## 文本节选
■ ■ ■

/ Machine Learning

总结1 - 线性回归和逻辑回归

20170904

  • 修订代码 e .^ (-z)exp(-z)

  • 修订代码

    gradients = 1 / m * X' * (H - y) + lambda / m * theta;
    gradients(1) = 1 / m * X(:,1)' * (H - y);
    

    temp = theta;
    temp(1) = 0;
    gradients = 1 / m * X' * (H - y) + lambda / m * temp;
    

1. 假设函数(Hypothesis)

1.1. 线性回归(Linear Regression)

$$ \begin {split} h_{\theta }\left( x\right) &=\theta _{0}+\theta _{1}x_{1}+\theta _{2}x_{2}+\ldots +\theta _{n}x_{n}\\ &=\sum _{j=0}^{n}\theta _{j}x_{j} \qquad \left( x_{0}=1\right) \\ &=\theta ^{T}x \qquad \left(\theta =\left[ \begin{matrix} \theta _{0}\\ \theta _{1}\\ :\\ \theta _{n}\end{matrix} \right] \in \mathbb{R} ^{n+1},x=\left[ \begin{matrix} x_{0}\\ x_{1}\\ \vdots \\ x_{n}\end{matrix} \right] \in \mathbb{R} ^{n+1},x_{0}=1 \right) \\ \end {split} $$
function [y_test] = hypothesisFunction(X_test, theta)

y_test = X_test * theta;
end

1.2. 逻辑回归(Logistic Regression)

■ ■ ■

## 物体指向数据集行
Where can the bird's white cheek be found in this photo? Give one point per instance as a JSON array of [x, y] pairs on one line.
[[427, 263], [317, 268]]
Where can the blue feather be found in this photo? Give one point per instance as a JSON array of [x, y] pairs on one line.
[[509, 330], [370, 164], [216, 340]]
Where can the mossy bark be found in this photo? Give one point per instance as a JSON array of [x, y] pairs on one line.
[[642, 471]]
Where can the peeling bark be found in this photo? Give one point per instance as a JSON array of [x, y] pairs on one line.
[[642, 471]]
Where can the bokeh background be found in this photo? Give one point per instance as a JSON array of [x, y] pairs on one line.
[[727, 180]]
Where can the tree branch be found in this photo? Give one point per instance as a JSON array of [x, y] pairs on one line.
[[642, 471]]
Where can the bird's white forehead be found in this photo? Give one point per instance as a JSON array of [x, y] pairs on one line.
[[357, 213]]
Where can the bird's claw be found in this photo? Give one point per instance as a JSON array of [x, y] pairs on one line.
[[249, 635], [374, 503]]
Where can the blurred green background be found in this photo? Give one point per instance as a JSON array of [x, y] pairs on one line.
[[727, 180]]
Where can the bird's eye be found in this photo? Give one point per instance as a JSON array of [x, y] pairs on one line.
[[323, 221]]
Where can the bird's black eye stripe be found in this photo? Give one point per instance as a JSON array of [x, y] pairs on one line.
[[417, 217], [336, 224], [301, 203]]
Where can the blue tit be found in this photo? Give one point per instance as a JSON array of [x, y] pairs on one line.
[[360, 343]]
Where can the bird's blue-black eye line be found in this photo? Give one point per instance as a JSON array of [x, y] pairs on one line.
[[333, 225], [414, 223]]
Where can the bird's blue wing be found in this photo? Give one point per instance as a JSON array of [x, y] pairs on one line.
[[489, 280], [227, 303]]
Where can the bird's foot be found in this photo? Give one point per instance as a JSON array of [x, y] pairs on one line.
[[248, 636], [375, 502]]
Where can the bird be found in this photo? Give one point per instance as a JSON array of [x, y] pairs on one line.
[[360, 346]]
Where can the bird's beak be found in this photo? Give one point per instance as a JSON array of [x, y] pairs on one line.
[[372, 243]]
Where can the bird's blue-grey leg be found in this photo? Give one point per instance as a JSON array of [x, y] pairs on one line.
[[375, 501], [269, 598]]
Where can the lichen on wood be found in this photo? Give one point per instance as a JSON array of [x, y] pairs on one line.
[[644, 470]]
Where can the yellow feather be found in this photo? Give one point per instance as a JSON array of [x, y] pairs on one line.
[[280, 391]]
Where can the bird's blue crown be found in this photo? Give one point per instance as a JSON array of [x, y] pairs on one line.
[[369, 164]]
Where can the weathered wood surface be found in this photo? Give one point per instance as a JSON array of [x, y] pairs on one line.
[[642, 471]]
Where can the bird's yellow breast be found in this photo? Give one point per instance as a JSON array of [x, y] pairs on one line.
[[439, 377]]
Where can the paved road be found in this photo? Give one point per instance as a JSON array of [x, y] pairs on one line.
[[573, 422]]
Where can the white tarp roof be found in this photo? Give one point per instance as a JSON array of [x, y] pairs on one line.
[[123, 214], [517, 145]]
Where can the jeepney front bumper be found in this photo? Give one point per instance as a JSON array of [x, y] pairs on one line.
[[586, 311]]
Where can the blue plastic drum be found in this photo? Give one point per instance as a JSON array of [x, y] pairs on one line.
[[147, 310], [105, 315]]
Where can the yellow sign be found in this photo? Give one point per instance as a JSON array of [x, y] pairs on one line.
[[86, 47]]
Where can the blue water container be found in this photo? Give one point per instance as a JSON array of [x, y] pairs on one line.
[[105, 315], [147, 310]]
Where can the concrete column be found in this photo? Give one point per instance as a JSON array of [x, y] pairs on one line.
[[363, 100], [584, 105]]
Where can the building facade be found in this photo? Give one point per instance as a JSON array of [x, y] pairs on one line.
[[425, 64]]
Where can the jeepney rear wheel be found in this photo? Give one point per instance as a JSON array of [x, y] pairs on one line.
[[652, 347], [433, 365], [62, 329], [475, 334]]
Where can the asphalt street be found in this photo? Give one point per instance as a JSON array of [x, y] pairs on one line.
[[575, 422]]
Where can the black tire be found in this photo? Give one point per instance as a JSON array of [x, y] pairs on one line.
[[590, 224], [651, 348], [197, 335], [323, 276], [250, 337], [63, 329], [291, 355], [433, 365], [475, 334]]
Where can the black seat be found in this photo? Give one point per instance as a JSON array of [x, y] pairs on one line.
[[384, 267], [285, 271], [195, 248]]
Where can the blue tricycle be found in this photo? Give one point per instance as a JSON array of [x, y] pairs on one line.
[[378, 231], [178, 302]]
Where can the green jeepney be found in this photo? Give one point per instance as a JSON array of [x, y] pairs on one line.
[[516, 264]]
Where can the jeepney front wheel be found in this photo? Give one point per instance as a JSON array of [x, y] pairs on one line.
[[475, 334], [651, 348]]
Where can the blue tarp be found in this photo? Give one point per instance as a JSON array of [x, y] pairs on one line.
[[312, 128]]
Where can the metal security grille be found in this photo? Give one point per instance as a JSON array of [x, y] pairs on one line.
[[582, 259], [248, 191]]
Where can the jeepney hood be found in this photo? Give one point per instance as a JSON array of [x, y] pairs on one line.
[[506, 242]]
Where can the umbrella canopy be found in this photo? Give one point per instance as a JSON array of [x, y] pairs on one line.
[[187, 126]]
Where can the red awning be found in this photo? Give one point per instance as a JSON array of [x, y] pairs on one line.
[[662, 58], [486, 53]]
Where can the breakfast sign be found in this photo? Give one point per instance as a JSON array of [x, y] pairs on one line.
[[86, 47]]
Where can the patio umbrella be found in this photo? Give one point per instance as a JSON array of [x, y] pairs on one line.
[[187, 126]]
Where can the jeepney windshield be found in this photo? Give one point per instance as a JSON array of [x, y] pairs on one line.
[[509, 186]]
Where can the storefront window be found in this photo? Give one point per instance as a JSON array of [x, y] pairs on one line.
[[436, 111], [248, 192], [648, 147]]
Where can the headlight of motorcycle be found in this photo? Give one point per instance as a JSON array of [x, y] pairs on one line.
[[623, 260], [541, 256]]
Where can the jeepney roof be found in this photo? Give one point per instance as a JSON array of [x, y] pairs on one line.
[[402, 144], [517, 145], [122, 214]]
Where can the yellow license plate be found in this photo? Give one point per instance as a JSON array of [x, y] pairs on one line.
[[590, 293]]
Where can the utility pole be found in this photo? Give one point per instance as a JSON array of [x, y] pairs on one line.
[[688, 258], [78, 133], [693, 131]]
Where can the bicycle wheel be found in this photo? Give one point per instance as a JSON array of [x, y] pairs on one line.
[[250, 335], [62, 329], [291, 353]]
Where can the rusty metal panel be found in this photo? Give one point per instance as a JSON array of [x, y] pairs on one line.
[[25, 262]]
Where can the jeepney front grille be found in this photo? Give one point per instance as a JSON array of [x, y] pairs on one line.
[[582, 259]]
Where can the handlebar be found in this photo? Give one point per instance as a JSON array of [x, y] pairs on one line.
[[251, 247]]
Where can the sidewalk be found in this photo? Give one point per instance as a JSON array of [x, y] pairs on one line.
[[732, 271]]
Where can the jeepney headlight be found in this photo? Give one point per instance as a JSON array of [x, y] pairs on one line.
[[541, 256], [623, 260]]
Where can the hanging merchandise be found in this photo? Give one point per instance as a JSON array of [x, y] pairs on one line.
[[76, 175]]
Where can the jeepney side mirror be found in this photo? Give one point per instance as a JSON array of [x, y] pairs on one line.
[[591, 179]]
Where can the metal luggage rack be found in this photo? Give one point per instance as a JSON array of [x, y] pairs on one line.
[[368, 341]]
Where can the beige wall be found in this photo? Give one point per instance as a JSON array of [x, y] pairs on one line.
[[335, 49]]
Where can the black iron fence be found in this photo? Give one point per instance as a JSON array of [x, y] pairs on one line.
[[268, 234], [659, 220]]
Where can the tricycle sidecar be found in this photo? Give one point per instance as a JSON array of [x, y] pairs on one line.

■ ■ ■

## 问题 1
在线性回归与逻辑回归总结中，线性回归假设函数的公式里 x_0 的取值是多少？
## 问题 2
请把线性回归与逻辑回归总结中的标题“总结1 - 线性回归和逻辑回归”译成英文。

## 书面回答 1
x_0 = 1。

## 书面回答 2
Summary 1 - Linear Regression and Logistic Regression